◆ **Task**
Start with the line containing "Each instance receives one keypoint. Tag the red boat" and write out each line through the end of the listing, exactly as given.

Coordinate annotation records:
----------------
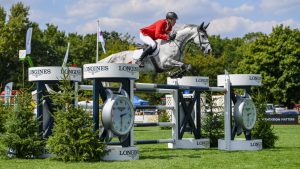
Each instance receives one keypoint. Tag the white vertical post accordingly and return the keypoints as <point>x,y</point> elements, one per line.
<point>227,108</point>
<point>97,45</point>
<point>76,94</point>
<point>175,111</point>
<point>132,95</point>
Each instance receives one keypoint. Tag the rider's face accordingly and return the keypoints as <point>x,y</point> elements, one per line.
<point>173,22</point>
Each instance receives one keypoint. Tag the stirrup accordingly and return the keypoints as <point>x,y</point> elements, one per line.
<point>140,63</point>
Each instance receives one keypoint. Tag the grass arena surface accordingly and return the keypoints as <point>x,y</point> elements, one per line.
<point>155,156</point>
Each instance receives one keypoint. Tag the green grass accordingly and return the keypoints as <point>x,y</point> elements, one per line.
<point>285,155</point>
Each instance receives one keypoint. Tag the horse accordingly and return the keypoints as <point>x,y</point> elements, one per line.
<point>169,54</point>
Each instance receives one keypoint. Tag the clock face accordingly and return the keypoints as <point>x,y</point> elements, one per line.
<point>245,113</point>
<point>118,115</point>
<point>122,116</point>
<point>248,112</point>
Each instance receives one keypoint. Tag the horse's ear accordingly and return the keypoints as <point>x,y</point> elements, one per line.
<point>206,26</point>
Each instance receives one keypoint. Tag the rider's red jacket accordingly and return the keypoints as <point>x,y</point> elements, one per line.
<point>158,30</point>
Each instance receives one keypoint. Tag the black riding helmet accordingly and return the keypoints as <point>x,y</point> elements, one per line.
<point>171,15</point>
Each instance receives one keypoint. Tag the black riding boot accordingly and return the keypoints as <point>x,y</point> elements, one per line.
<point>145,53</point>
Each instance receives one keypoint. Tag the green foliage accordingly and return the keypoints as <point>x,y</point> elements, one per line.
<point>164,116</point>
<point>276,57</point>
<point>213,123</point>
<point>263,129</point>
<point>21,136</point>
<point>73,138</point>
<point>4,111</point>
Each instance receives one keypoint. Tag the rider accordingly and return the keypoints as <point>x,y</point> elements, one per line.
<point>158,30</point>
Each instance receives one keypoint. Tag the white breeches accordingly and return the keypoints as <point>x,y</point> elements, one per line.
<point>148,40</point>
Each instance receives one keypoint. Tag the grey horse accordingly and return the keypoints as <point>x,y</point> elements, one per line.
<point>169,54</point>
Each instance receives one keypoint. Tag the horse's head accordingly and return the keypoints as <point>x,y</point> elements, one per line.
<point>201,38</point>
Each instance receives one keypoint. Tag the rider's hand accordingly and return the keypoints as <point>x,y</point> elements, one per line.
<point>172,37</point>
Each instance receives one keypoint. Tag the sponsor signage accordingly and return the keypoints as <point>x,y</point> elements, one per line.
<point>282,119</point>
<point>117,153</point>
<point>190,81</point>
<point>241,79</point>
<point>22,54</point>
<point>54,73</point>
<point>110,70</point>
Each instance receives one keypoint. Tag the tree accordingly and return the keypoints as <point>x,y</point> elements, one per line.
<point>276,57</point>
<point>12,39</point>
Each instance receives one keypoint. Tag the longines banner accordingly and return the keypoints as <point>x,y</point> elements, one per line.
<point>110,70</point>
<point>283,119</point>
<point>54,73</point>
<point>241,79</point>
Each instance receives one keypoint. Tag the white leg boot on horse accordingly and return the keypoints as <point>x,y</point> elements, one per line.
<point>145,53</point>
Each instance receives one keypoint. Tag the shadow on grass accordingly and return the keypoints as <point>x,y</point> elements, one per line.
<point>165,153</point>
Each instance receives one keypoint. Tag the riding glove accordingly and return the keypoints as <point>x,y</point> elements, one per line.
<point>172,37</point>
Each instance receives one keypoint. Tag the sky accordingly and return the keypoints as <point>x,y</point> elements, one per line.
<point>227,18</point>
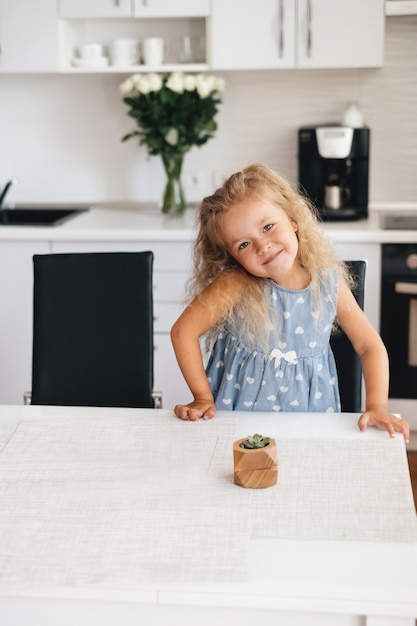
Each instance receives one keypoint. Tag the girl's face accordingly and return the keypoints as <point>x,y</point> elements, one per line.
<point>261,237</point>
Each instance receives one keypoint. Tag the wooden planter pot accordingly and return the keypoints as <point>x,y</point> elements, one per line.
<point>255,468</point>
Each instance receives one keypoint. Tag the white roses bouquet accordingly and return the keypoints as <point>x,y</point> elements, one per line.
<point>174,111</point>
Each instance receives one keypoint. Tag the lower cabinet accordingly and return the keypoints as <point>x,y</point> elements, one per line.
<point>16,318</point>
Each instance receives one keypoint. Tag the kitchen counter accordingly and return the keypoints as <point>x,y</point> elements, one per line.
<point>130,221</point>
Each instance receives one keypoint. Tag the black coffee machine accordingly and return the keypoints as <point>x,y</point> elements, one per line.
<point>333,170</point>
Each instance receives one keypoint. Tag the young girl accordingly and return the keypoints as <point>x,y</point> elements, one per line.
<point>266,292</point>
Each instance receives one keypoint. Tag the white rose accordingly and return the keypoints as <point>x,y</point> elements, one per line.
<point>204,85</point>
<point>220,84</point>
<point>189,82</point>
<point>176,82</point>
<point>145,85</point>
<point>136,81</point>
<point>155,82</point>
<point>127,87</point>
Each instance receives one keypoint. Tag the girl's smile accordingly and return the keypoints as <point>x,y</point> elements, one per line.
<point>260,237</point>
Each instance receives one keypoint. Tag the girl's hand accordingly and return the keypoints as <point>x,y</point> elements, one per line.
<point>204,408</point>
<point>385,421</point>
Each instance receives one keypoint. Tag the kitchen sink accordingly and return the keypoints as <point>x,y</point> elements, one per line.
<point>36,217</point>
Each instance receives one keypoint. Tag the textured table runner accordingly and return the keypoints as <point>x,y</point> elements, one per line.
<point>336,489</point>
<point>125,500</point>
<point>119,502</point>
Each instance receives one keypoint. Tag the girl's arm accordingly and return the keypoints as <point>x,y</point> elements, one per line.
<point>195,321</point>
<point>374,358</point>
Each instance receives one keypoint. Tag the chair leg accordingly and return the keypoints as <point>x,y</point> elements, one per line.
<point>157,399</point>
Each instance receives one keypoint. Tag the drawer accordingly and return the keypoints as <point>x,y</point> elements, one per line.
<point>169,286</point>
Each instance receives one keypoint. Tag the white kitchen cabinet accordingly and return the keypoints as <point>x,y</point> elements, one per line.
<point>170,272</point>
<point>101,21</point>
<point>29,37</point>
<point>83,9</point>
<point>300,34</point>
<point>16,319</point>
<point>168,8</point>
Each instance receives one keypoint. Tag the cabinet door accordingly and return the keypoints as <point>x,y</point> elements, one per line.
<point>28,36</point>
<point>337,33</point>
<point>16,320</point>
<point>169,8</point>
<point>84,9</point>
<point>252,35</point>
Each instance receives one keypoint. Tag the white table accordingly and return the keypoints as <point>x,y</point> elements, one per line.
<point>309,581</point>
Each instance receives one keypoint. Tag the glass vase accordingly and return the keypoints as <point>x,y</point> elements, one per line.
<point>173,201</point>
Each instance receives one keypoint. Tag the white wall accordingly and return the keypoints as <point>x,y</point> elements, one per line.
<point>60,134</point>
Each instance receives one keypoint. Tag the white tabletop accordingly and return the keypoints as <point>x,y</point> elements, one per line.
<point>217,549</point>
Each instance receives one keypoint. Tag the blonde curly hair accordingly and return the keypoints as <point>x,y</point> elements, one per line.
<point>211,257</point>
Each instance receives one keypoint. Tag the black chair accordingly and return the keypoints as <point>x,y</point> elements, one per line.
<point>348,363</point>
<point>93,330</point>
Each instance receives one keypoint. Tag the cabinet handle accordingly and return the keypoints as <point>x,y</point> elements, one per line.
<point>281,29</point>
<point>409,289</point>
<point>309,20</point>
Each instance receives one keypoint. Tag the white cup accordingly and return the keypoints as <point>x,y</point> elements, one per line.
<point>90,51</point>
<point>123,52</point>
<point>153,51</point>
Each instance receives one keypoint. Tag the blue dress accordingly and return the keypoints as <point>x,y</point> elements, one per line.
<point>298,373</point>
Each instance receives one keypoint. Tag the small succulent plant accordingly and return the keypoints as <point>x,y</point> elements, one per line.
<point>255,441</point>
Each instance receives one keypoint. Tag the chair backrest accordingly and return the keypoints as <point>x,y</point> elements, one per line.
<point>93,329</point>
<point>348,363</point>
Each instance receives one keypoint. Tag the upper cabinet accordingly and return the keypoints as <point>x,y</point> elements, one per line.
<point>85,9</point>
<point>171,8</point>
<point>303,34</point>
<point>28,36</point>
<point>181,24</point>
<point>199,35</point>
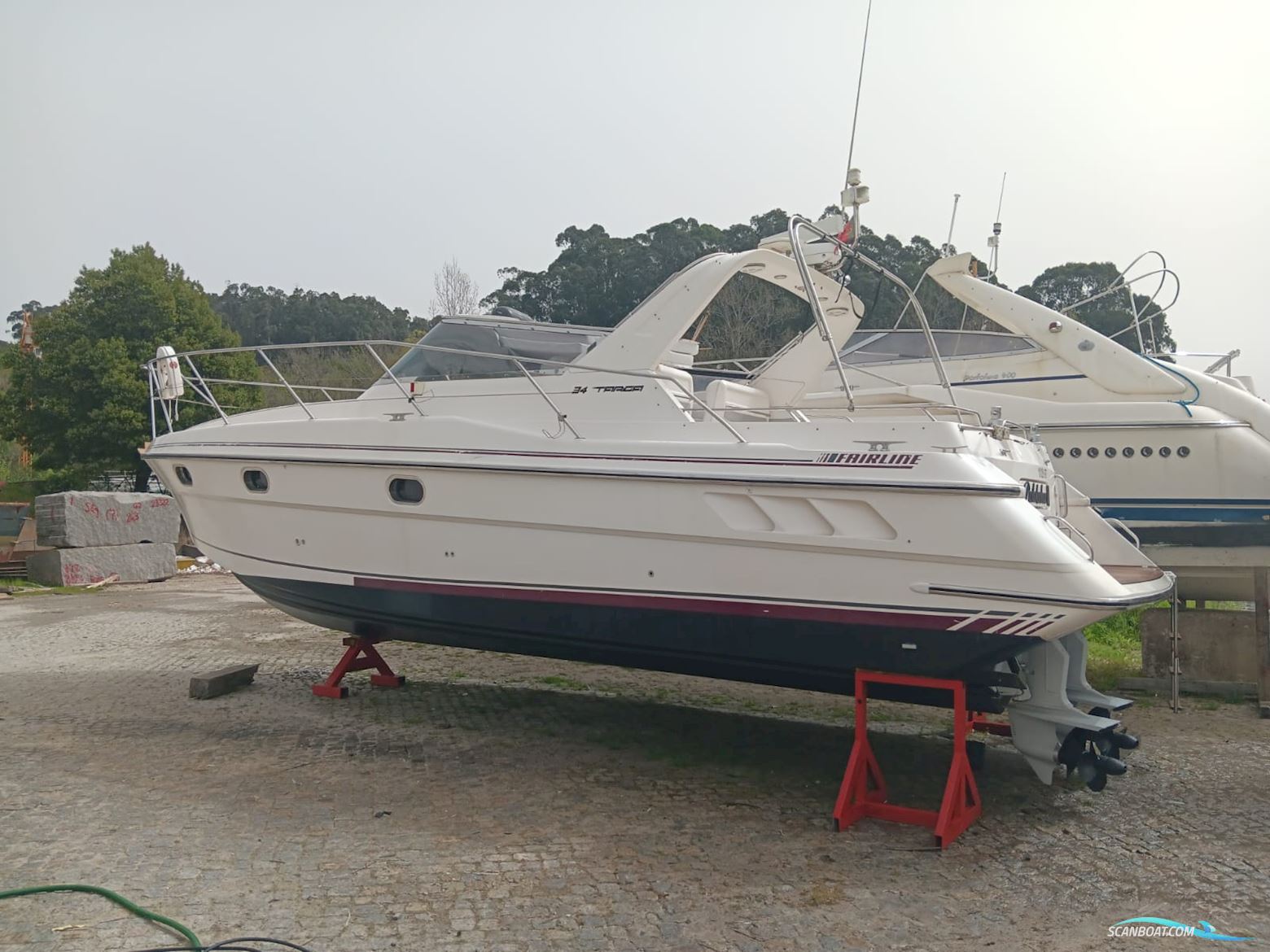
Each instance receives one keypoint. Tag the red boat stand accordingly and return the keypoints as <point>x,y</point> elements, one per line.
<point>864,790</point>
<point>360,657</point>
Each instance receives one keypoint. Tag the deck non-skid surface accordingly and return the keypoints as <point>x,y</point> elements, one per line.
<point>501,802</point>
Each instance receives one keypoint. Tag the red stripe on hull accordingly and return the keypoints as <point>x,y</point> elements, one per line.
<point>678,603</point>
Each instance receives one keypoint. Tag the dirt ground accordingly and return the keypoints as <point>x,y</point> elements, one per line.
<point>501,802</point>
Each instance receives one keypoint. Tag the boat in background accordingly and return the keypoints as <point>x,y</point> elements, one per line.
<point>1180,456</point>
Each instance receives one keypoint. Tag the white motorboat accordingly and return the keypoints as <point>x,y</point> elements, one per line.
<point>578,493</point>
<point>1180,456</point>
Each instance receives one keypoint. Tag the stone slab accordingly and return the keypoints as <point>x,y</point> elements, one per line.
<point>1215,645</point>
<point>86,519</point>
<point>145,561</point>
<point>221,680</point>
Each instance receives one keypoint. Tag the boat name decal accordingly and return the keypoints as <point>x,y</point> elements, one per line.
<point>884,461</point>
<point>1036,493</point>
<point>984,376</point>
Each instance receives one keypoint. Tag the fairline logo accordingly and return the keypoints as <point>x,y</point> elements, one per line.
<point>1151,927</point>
----------------
◆ **Finished task**
Each instance receives one keypoint. Tag the red boat stand accordingly and return the keypoints as <point>x,y</point> elements, one per line.
<point>864,790</point>
<point>360,657</point>
Each instance receives one keypoint. Tag the deck non-skid surface accordingly and return the keypoints as <point>x,y</point> elements, one per line.
<point>501,802</point>
Each instance receives one keypoint. Tag the red stripe on hull accordingly and return the keypoints as <point>x,y</point> elements, one per line.
<point>678,603</point>
Each instance receives one keypoint. Tag the dirt ground accordingly and return the keypoints as <point>x,y</point> elements, one per line.
<point>501,802</point>
Each instance receives one keypoint. Tag the boat in background accordingly and return the keypoints as <point>x,y</point> elements, one per line.
<point>1180,456</point>
Each instance receives one keypoint. Tag the white motorboat accordingly and return the keypoints as <point>x,y</point> elements, one per line.
<point>578,493</point>
<point>1180,456</point>
Each instance receives one keypoint. Tag the stone slab accordingly and return the keypoints as <point>x,y</point> elements, one per line.
<point>1215,645</point>
<point>86,519</point>
<point>145,561</point>
<point>221,680</point>
Each instance receives one keypoint. Tag the boat name decal accordingly and return the keypoints as <point>x,y</point> elements, one per line.
<point>884,461</point>
<point>1036,493</point>
<point>984,376</point>
Each instance receives one keypoint. Tag the fairline logo accordingly and return the keypoints as <point>x,y</point> elements, one per line.
<point>1151,927</point>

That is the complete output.